▶ [Selected extract]
- - - -

Fundamentalists will sometimes claim that 'there is evidence', or some such expression, that Quirinius had been Syrian Legate before, and that the two accounts are therefore not incompatible. The 'evidence', however, consists of a mistranslation of a partial inscription which doesn't contain the name of the governor it refers to. All we know about Quirinius' previous career is that he had held office in the east; the rest of it is ideological wishful thinking.

Luke's date is almost certainly too late. Pilate was Prefect of Judea from 26 to 36 AD. That would make Jesus about thirty when he was dismissed, and in his mid to late twenties at the accepted time of his death. It's rather too young to make him a plausible leader for a religious movement. Matthew's date is more likely, but it's perfectly possible that neither author knew the correct date. It was an agricultural society, with a low literacy rate, and in such cultures, people often don't know own their birth dates.

Luke's Jesus is born in a stable, and his first visitors are shepherds, not Gentiles as in Matthew. Luke's interests are different; he writes for Gentiles, who need no reminder that they need to be included in the church. He's always concerned about the poor, and so his Jesus comes into the world in conditions of poverty, attended only by ordinary people. Gabriel appears, not to Mary of Joseph, but to the shepherds, announcing a saviour, who is Messiah and Lord, of the house of David. Despite the humble circumstances, these are more resonant titles than Matthew uses; he only calls Jesus 'Messiah' in his infancy gospel. A saviour is one who rescues the people from tyranny; a Messiah is an eschatological ruler sent from God, and 'Lord' can mean anything form 'Sir' to the Most High God himself in person. Jesus isn't being identified with God, but he is being set up as his plenipotentiary.

- - - -

▶ [Data provided]

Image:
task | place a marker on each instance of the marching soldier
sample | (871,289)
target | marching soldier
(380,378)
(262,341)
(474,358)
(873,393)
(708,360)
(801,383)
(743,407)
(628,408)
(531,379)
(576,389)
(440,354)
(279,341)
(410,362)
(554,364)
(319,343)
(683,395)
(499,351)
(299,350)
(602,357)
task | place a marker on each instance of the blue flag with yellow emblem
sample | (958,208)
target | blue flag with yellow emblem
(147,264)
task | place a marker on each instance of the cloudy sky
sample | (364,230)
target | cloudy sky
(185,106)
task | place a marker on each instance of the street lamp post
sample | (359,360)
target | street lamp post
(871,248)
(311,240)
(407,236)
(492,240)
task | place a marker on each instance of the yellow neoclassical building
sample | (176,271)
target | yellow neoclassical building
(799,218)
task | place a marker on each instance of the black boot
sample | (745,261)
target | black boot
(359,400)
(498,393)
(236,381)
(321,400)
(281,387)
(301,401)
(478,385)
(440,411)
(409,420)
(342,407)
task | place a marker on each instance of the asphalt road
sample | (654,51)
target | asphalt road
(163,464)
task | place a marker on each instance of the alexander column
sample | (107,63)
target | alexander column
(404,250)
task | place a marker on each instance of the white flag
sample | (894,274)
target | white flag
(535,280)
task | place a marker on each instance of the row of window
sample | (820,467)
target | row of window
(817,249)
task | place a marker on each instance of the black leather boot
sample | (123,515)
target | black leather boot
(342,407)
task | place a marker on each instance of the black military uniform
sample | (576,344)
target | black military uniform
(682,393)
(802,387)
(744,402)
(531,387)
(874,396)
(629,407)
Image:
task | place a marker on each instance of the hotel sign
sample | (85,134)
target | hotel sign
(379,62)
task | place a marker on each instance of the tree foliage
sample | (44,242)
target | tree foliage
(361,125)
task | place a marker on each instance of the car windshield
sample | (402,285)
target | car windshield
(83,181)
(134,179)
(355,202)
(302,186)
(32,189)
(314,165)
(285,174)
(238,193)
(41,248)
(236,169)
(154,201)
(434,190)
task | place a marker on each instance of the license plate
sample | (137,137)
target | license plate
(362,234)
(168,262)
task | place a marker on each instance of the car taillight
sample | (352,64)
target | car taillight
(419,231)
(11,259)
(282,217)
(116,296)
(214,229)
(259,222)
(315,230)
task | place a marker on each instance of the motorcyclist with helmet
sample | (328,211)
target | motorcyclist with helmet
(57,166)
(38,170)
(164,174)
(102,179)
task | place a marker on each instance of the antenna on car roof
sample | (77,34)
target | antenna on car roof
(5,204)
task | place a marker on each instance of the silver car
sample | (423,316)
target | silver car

- - - -

According to the nativity passage, during which years was Pilate Prefect of Judea? The material is separate from the nativity passage and unrelated to it.

▶ [Task result] From 26 to 36 AD.